§ TASK INSTRUCTIONS:
Read the records beneath this task and copy every line that contains the string "below".

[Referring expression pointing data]
====================

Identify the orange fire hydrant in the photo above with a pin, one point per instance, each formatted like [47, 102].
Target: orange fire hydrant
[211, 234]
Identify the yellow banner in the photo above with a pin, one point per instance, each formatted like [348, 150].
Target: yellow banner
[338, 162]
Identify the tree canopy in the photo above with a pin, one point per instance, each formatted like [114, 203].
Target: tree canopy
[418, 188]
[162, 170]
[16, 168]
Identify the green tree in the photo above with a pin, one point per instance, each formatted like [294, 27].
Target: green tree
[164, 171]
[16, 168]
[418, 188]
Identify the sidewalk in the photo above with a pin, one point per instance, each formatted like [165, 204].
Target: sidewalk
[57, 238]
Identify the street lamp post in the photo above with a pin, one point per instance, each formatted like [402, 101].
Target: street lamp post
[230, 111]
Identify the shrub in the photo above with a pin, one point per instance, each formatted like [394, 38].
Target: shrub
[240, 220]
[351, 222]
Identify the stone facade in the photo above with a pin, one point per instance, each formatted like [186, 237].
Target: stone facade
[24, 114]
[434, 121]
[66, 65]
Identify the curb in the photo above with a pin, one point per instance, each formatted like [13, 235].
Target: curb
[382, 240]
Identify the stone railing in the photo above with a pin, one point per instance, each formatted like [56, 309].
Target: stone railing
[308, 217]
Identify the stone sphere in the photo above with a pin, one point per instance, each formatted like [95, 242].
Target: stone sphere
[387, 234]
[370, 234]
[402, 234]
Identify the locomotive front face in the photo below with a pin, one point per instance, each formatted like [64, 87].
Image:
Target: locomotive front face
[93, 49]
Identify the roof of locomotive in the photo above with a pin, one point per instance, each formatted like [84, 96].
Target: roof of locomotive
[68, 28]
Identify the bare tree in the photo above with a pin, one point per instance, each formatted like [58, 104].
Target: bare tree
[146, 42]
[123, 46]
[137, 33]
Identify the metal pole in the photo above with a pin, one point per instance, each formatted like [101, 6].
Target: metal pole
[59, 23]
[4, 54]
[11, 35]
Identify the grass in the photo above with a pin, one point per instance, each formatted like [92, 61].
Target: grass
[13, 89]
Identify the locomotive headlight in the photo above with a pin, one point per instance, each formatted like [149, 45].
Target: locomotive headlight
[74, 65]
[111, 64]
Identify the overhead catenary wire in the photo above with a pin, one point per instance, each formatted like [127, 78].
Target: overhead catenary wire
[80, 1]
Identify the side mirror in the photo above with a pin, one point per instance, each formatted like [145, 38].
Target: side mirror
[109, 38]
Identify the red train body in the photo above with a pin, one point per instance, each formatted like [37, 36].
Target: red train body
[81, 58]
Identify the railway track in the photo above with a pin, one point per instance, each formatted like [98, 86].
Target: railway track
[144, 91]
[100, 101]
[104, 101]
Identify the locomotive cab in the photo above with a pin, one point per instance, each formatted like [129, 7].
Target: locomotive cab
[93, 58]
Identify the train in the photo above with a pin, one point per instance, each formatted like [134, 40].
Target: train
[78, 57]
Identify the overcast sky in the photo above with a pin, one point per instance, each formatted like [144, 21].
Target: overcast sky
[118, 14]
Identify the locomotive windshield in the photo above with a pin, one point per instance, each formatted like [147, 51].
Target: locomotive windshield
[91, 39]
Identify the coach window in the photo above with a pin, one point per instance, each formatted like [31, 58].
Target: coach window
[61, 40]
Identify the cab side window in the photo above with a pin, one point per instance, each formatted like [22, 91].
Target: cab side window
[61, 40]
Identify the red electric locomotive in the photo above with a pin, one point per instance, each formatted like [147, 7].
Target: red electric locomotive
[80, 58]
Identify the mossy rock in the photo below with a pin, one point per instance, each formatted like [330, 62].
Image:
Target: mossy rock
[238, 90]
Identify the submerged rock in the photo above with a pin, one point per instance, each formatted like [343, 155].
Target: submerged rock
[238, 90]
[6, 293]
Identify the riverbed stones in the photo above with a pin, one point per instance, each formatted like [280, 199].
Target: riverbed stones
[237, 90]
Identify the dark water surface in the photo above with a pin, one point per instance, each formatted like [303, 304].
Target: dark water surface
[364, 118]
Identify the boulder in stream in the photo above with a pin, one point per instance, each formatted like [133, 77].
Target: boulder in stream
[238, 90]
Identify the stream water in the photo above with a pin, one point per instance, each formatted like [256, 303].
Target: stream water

====================

§ RESPONSE BOX:
Identify the locomotive front face in the photo below with a pin, one point per instance, each formatted like [64, 87].
Identify the mossy rock in the photo below with a pin, one point per instance, each formatted like [330, 62].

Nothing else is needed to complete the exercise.